## What you have to do
Nothing but the lines from the one that contains "trunk and report the position of each." through the end of the data should be reproduced, and each must match exactly.

## Material to process
◆ ◆ ◆ ◆ ◆

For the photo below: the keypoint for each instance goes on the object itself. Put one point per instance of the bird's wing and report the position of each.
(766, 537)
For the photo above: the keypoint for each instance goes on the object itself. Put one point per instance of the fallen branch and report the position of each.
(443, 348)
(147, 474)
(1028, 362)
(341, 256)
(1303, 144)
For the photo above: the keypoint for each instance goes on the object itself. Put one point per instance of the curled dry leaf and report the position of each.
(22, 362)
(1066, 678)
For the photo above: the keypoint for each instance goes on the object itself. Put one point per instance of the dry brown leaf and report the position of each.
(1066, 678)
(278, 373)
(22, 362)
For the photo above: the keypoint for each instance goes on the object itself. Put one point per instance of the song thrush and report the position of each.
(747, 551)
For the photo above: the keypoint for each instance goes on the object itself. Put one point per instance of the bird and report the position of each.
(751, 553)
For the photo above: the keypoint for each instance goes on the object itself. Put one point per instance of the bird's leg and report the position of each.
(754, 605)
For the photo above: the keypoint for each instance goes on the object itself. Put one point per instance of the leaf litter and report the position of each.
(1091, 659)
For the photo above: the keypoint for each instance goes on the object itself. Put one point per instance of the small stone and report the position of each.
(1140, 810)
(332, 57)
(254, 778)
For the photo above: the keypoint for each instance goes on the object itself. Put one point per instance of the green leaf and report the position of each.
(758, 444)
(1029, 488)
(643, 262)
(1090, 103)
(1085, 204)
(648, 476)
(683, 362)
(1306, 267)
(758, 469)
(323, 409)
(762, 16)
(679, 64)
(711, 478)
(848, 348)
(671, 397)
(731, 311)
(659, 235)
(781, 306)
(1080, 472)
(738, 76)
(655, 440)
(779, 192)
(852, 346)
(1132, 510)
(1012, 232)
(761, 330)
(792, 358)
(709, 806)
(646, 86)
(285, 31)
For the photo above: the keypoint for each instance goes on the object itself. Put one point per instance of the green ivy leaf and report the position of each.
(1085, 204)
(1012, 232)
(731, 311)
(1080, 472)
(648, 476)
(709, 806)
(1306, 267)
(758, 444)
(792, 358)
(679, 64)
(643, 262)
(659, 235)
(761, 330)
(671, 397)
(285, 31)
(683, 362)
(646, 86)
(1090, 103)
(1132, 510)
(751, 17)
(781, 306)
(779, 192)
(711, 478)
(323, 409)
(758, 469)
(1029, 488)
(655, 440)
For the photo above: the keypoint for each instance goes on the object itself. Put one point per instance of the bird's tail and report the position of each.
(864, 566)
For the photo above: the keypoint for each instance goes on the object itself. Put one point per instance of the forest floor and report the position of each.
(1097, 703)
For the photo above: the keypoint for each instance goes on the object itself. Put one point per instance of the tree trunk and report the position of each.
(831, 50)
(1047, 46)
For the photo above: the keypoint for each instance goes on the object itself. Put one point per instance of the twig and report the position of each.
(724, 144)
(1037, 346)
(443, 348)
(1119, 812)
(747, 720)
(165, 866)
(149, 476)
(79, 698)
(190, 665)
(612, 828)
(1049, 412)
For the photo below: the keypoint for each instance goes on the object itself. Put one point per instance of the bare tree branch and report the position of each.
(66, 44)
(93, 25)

◆ ◆ ◆ ◆ ◆

## Result
For the photo above: the keypoint for each instance goes on the object itself. Put one point per instance of the tree trunk and report the position of each.
(831, 50)
(1047, 46)
For the photo above: the keypoint for each instance goes on the object itself. Put one point per instance of the twig and report the position of each.
(724, 144)
(1037, 346)
(443, 348)
(1119, 812)
(747, 720)
(165, 866)
(149, 476)
(79, 698)
(190, 665)
(612, 828)
(1049, 412)
For the photo below: the keypoint for each instance goes on the object itself. Put one point per instance of the bare tree branch and report the position of each.
(66, 44)
(93, 25)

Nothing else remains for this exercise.